Your task ▸ Print nothing except the lines of the listing below from the line with "Query: man in gray hoodie" to the line with "mark the yellow tactile", each exactly as written, both ends included.

Excerpted records ▸
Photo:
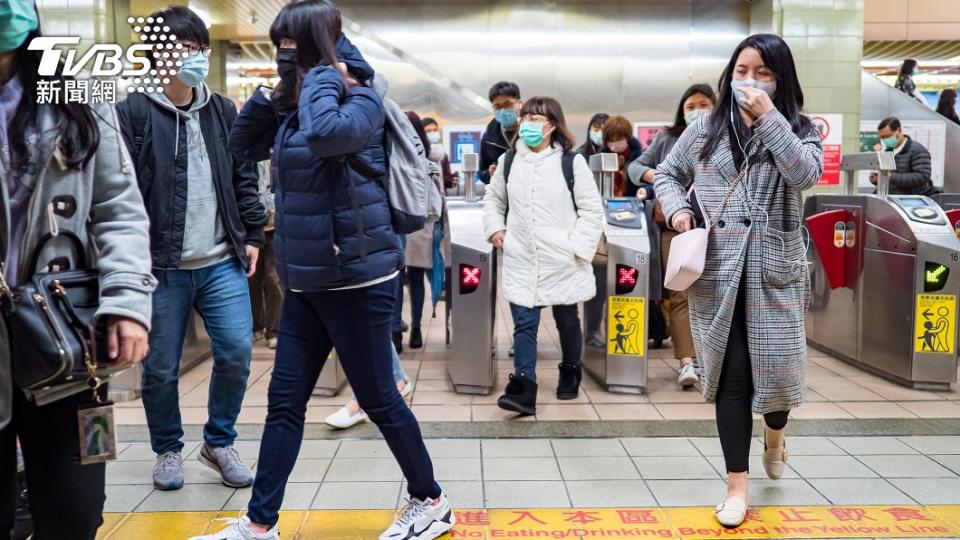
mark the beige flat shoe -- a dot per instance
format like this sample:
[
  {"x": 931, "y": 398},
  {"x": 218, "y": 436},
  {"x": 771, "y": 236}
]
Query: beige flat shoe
[
  {"x": 774, "y": 460},
  {"x": 731, "y": 512}
]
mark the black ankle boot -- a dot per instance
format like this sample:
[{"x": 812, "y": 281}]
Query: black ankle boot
[
  {"x": 398, "y": 342},
  {"x": 416, "y": 338},
  {"x": 569, "y": 385},
  {"x": 520, "y": 396}
]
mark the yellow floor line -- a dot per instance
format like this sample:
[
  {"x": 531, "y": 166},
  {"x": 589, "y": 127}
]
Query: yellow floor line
[{"x": 851, "y": 521}]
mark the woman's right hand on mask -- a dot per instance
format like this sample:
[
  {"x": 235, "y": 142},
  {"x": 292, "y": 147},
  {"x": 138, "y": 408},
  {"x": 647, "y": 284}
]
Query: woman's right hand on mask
[
  {"x": 683, "y": 222},
  {"x": 497, "y": 239}
]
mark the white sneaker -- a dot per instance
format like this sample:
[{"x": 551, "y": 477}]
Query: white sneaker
[
  {"x": 731, "y": 512},
  {"x": 688, "y": 376},
  {"x": 342, "y": 419},
  {"x": 422, "y": 520},
  {"x": 239, "y": 529}
]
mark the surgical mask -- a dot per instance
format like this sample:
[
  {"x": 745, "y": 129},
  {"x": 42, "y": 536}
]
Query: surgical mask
[
  {"x": 17, "y": 18},
  {"x": 194, "y": 70},
  {"x": 690, "y": 117},
  {"x": 770, "y": 88},
  {"x": 506, "y": 117},
  {"x": 287, "y": 66},
  {"x": 618, "y": 147},
  {"x": 531, "y": 133},
  {"x": 596, "y": 136}
]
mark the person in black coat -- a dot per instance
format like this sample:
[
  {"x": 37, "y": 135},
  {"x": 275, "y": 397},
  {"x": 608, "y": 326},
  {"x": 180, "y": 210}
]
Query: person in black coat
[
  {"x": 505, "y": 98},
  {"x": 914, "y": 170}
]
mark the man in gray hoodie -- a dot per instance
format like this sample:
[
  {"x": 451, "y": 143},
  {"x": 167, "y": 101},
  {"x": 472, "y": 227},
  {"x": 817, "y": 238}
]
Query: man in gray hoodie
[{"x": 206, "y": 229}]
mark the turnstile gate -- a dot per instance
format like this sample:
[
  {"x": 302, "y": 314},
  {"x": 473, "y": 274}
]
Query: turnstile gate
[
  {"x": 622, "y": 263},
  {"x": 332, "y": 379},
  {"x": 472, "y": 292},
  {"x": 126, "y": 385},
  {"x": 885, "y": 280}
]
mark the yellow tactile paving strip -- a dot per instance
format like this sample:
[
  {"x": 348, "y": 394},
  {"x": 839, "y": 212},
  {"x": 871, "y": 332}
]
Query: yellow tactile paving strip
[{"x": 686, "y": 523}]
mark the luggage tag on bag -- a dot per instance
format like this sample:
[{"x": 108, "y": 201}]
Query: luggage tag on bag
[{"x": 98, "y": 437}]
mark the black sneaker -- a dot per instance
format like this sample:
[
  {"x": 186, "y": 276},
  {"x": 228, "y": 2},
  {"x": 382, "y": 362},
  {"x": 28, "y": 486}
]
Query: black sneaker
[
  {"x": 569, "y": 385},
  {"x": 520, "y": 396},
  {"x": 416, "y": 338}
]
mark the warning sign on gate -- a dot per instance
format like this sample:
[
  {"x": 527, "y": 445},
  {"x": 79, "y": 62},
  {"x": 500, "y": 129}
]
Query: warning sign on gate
[
  {"x": 936, "y": 323},
  {"x": 626, "y": 331}
]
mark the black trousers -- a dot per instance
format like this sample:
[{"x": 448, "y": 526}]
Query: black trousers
[
  {"x": 735, "y": 395},
  {"x": 66, "y": 498}
]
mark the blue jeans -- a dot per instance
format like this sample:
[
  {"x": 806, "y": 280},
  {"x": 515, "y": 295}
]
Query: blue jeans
[
  {"x": 526, "y": 321},
  {"x": 398, "y": 373},
  {"x": 220, "y": 295},
  {"x": 415, "y": 278},
  {"x": 357, "y": 323}
]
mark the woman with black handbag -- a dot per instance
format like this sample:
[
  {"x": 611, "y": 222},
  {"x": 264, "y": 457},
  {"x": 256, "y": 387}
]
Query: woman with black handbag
[{"x": 68, "y": 192}]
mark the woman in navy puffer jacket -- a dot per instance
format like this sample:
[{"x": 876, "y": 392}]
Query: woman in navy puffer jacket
[{"x": 337, "y": 256}]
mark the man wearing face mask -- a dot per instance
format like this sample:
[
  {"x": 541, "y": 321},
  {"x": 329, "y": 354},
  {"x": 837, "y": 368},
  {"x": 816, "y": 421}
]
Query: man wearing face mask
[
  {"x": 206, "y": 230},
  {"x": 505, "y": 99},
  {"x": 912, "y": 176}
]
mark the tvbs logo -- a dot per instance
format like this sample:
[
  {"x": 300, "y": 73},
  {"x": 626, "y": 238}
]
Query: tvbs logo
[
  {"x": 149, "y": 64},
  {"x": 106, "y": 58}
]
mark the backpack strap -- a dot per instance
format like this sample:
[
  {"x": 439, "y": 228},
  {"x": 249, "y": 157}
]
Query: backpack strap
[
  {"x": 566, "y": 165},
  {"x": 568, "y": 175},
  {"x": 138, "y": 108},
  {"x": 508, "y": 157}
]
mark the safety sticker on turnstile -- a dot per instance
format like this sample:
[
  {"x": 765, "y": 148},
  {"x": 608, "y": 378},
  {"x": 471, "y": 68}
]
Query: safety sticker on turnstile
[
  {"x": 839, "y": 234},
  {"x": 625, "y": 325},
  {"x": 851, "y": 234},
  {"x": 936, "y": 323},
  {"x": 845, "y": 521}
]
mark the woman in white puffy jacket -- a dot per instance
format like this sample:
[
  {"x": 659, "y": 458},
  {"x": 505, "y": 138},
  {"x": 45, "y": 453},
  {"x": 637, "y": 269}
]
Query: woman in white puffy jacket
[{"x": 543, "y": 209}]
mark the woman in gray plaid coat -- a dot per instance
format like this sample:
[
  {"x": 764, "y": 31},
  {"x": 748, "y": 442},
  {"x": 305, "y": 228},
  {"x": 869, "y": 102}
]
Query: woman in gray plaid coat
[{"x": 749, "y": 161}]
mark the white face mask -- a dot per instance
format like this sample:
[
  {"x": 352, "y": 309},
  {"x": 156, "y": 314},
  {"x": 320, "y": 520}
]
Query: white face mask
[
  {"x": 596, "y": 136},
  {"x": 691, "y": 116}
]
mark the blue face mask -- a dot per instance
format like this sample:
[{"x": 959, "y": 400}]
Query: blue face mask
[
  {"x": 18, "y": 19},
  {"x": 531, "y": 133},
  {"x": 506, "y": 117},
  {"x": 194, "y": 70}
]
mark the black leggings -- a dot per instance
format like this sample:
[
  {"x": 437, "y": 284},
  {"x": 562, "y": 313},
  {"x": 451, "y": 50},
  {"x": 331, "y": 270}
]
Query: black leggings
[{"x": 735, "y": 395}]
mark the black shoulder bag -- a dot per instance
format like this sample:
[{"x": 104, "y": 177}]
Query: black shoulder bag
[{"x": 53, "y": 337}]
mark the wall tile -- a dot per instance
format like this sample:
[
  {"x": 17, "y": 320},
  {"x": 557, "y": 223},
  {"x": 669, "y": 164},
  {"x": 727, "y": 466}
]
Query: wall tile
[{"x": 885, "y": 11}]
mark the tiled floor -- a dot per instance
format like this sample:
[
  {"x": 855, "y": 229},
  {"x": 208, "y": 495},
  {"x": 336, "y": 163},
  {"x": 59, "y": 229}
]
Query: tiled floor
[
  {"x": 565, "y": 473},
  {"x": 835, "y": 390}
]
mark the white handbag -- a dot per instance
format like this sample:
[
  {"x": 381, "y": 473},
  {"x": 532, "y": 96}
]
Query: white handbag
[{"x": 688, "y": 250}]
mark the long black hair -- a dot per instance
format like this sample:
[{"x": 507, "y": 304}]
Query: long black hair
[
  {"x": 906, "y": 68},
  {"x": 788, "y": 98},
  {"x": 947, "y": 104},
  {"x": 315, "y": 25},
  {"x": 598, "y": 118},
  {"x": 680, "y": 119},
  {"x": 76, "y": 124}
]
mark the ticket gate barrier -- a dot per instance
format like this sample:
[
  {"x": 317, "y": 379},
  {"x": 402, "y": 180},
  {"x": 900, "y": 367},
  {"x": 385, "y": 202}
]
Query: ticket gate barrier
[
  {"x": 885, "y": 279},
  {"x": 126, "y": 385},
  {"x": 472, "y": 291},
  {"x": 950, "y": 202},
  {"x": 622, "y": 265},
  {"x": 332, "y": 378}
]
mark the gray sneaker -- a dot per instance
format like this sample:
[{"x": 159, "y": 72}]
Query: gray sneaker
[
  {"x": 168, "y": 472},
  {"x": 227, "y": 462}
]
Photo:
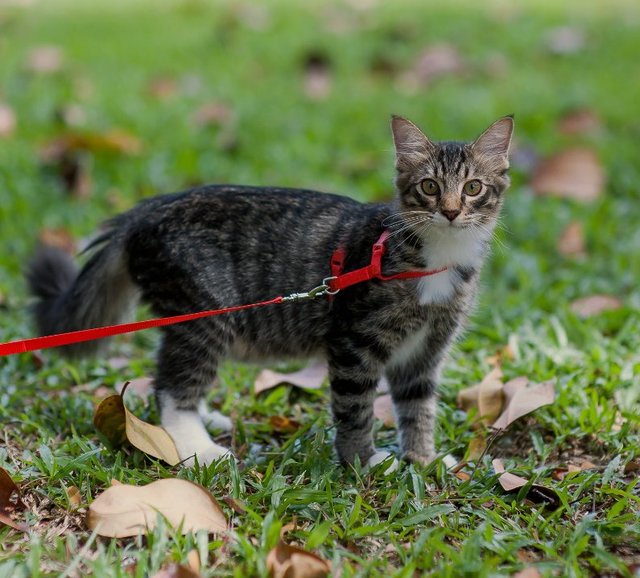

Answer to the problem ▸
Query: man in gray hoodie
[{"x": 206, "y": 229}]
mark the turnstile gate -- a dot per instance
format like this sample:
[
  {"x": 302, "y": 314},
  {"x": 473, "y": 274}
]
Query: turnstile gate
[
  {"x": 622, "y": 263},
  {"x": 332, "y": 379},
  {"x": 472, "y": 292},
  {"x": 126, "y": 385},
  {"x": 885, "y": 280}
]
mark the yellow tactile paving strip -- a dot per instance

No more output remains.